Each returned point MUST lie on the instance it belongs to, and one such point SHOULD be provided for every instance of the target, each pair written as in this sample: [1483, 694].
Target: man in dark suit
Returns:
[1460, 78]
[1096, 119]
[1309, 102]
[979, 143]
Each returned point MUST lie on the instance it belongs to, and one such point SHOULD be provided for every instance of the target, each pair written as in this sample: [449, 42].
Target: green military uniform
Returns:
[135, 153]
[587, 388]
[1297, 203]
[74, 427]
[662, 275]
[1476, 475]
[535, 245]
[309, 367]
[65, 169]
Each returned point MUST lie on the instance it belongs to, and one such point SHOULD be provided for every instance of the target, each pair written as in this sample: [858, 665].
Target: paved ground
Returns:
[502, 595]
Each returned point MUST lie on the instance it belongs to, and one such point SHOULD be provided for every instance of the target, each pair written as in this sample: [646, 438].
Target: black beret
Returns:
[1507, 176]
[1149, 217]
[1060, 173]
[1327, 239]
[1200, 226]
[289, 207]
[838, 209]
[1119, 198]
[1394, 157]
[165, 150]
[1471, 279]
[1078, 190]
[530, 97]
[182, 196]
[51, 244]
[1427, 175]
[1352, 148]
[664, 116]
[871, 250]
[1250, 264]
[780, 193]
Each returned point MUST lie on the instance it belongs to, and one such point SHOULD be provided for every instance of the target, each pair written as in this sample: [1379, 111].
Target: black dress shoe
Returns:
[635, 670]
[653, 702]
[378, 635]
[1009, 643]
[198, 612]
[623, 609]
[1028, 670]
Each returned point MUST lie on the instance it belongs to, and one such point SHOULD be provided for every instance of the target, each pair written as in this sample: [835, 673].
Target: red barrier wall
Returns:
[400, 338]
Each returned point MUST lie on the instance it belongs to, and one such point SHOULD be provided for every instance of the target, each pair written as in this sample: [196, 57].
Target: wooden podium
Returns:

**Work required**
Using the exact wording, transcribe all the records above.

**Result of this exercise**
Each returned point MUST lie on the instance it belongs to, and one such point SHOULD be provided for every instance of the target, each pair written as in this sample: [1483, 694].
Target: man in dark suit
Returns:
[1460, 78]
[1096, 119]
[1309, 102]
[979, 143]
Each returned point MUST lie on the instance it belongs to, and one such point SHOULD be provided for every instance of the target, each pair written as in this sample: [449, 42].
Target: green military uniform
Returns:
[135, 153]
[587, 388]
[1297, 203]
[74, 427]
[662, 275]
[1476, 475]
[535, 245]
[309, 367]
[65, 169]
Each returned point MUST lie on the instance it belongs to, and one such point SHOULD be provided for every instance of the target, each pair written as in this sample: [858, 665].
Target: paved ground
Returns:
[502, 595]
Each returned point MUST lie on the instance it belongs to, and one such point SHOULD be provided for every instance of the target, each pair written as in this sample: [646, 438].
Target: black beret
Returns:
[1507, 176]
[1149, 217]
[1060, 173]
[1327, 239]
[1200, 226]
[289, 207]
[838, 209]
[1119, 198]
[1394, 157]
[165, 150]
[1471, 279]
[1078, 190]
[530, 97]
[182, 196]
[51, 244]
[1427, 175]
[1352, 148]
[664, 116]
[871, 250]
[1250, 264]
[780, 193]
Each returned point MUST lie on the instance it belongs to, and one such point SHOULD be provided for every instance of the target, each pair written as in this sample: [1379, 111].
Target: black dress shoe
Returns:
[635, 670]
[653, 702]
[378, 635]
[1009, 643]
[198, 612]
[623, 609]
[1028, 670]
Each returned point MUST lie on the instance it belongs to, and one such point SHOULD be provided for every instance of the target, each pair written as in this sample: [835, 673].
Target: red barrier wall
Returns:
[400, 338]
Each returned point MUST lie on the instance it belongs to, and one such point SHOULD be provided for every instance of the target, each pair written as in this sample: [196, 57].
Target: wooden podium
Returns:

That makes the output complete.